## Liste des tâches:
- A) Dans le passage sur les Miller, par quel mot Alain Badiou avait-il qualifié Jacques-Alain Miller ?
- B) Recopiez à l'identique le passage sur les Miller, de « Mais qui donc » à « être un homme. » inclus.

## Passage fourni:

=-=-=

Mais qui donc lui dispute la place qu’elle occupe pour l’éternité auprès de Lacan ? Ah ! si elle avait été un homme, et si tout cela s’était passé jadis, elle aurait provoqué Élisabeth Roudinesco en duel ! Mais elle ne nous dit pas si celle-ci aurait dû aussi être un homme.
La provocation en duel est particulièrement prisée par le couple Miller. Jacques-Alain son mari, deux ans plus tard provoquera en duel Alain Badiou qui l’avait qualifié de “renégat” et qui, rapporte-t-il, lui répondit : « “Renégat” n’est pas une insulte, c’est une description. (…) Pourquoi du reste t’offenser de cette description ? Tu me sembles plutôt devoir assumer et défendre ta renégation comme étant celle du Mal au profit du Bien. » Il termine par ces mots : « Quant au duel, n’y songe pas! Bien évidemment, je ne me bats pas en duel avec un renégat. Bien à toi, Alain ».
Mais vivant aujourd’hui et non jadis, il ne reste plus à Judith que les tribunaux où elle assigne « cette personne » qui l’accuse, pense-t-elle d’avoir trahie les volontés de son père. Le tribunal dans ses attendus, lui montrera que c’est à partir d’un contre-sens, d’une mésinterprétation qu’elle s’est « sentie atteinte dans ce qu’elle a de plus cher ».

=-=-=

## Données extraites:
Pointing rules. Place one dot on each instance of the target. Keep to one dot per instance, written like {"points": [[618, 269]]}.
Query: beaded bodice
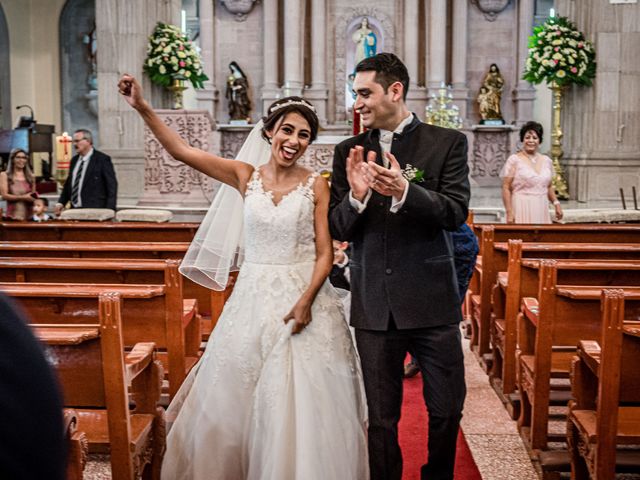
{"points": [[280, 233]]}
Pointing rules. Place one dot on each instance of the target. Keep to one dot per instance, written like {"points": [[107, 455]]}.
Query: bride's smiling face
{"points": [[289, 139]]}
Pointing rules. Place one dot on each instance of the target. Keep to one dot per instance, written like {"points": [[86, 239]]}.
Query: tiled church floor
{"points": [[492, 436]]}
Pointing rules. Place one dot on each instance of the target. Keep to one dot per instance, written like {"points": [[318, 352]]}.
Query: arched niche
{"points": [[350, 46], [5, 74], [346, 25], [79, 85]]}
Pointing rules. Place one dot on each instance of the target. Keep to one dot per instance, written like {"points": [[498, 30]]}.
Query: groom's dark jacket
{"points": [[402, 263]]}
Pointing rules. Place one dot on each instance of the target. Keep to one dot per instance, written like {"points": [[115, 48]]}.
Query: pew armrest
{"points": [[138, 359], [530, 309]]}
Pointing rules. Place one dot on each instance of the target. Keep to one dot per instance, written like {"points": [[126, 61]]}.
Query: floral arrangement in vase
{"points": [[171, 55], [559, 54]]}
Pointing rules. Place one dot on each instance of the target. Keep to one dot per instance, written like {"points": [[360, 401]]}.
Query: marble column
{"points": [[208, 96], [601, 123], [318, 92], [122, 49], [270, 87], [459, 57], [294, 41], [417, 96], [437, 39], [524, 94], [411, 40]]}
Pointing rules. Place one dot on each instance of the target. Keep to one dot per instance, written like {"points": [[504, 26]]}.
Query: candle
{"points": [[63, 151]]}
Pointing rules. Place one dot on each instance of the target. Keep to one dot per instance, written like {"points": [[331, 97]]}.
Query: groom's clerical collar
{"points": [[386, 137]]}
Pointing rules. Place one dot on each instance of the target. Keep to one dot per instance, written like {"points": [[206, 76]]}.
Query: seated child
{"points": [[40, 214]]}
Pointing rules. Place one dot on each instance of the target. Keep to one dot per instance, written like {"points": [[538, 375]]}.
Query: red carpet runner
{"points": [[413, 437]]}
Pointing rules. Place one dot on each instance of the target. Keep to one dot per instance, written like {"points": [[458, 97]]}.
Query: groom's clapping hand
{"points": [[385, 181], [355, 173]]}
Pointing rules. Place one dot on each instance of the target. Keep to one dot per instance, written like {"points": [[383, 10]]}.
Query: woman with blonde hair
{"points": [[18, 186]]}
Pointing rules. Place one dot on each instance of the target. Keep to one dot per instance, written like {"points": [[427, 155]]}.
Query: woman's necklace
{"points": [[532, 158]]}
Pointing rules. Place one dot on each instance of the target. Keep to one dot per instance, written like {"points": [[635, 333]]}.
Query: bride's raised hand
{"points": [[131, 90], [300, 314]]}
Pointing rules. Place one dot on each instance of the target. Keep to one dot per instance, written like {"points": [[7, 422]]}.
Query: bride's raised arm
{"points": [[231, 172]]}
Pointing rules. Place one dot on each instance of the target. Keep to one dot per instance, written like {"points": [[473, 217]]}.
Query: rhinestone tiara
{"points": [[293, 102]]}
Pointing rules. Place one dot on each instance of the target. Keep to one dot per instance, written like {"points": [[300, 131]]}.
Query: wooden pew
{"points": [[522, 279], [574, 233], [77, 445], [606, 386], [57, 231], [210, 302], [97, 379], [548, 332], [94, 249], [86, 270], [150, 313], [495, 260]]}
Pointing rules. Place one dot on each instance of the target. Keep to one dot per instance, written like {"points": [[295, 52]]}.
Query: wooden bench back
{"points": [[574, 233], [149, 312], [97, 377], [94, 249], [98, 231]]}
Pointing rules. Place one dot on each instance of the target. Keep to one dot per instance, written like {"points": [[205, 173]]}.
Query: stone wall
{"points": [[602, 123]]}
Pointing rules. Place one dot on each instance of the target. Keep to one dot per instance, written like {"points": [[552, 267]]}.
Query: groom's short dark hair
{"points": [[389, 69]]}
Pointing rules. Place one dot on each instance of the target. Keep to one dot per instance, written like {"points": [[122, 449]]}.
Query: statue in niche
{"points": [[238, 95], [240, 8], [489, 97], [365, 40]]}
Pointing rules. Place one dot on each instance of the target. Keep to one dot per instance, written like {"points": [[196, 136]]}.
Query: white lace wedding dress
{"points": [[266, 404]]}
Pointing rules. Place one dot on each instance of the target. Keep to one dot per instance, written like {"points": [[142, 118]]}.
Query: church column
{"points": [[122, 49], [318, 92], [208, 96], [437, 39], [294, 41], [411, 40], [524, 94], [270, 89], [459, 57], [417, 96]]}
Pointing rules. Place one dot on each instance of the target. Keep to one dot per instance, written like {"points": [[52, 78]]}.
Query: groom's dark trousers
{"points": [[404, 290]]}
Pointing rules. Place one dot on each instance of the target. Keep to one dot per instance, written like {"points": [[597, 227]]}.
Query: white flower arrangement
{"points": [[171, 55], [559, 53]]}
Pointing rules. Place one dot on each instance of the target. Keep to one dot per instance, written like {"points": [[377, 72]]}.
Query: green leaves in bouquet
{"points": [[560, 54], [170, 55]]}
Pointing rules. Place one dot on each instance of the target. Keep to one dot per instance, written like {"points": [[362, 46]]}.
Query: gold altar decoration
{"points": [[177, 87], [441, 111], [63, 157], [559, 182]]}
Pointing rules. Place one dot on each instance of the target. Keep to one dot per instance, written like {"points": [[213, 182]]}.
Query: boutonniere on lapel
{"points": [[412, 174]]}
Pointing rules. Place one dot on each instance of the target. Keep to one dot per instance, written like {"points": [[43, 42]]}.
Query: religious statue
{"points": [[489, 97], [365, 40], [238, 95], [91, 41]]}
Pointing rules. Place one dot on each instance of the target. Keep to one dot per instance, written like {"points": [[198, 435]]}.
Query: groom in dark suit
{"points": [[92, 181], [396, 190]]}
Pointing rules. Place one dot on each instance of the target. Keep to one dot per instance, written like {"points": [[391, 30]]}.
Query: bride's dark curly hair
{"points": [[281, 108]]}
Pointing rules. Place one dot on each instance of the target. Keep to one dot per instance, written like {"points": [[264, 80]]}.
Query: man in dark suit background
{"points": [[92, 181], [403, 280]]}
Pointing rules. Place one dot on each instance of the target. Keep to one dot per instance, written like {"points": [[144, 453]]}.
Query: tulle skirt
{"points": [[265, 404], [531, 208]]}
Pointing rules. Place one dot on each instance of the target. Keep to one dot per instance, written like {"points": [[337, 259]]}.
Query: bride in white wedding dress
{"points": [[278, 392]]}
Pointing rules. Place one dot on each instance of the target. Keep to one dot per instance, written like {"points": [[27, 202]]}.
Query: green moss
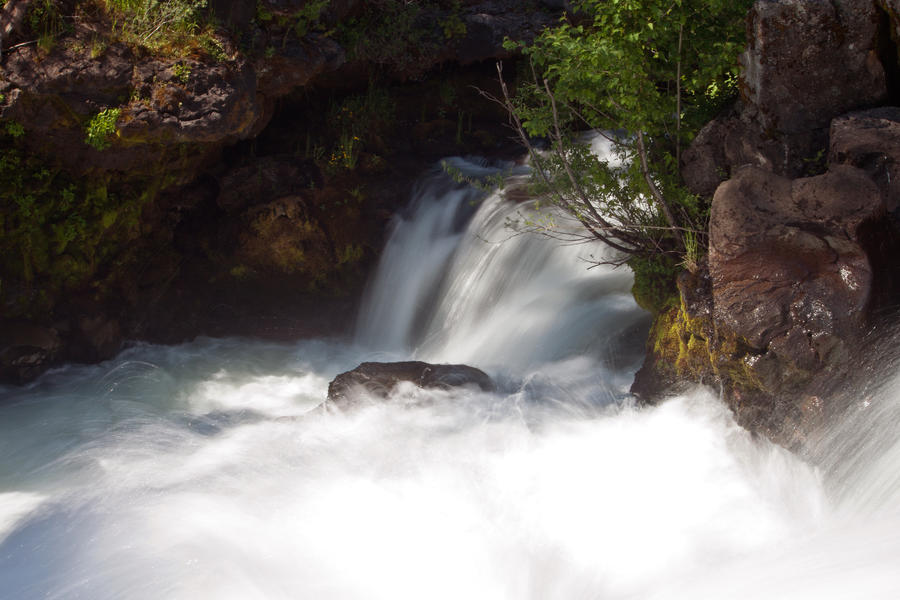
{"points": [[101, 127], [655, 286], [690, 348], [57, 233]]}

=-=-=

## Réponses finales:
- A) Par le mot « renégat ».

- B)
Mais qui donc lui dispute la place qu’elle occupe pour l’éternité auprès de Lacan ? Ah ! si elle avait été un homme, et si tout cela s’était passé jadis, elle aurait provoqué Élisabeth Roudinesco en duel ! Mais elle ne nous dit pas si celle-ci aurait dû aussi être un homme.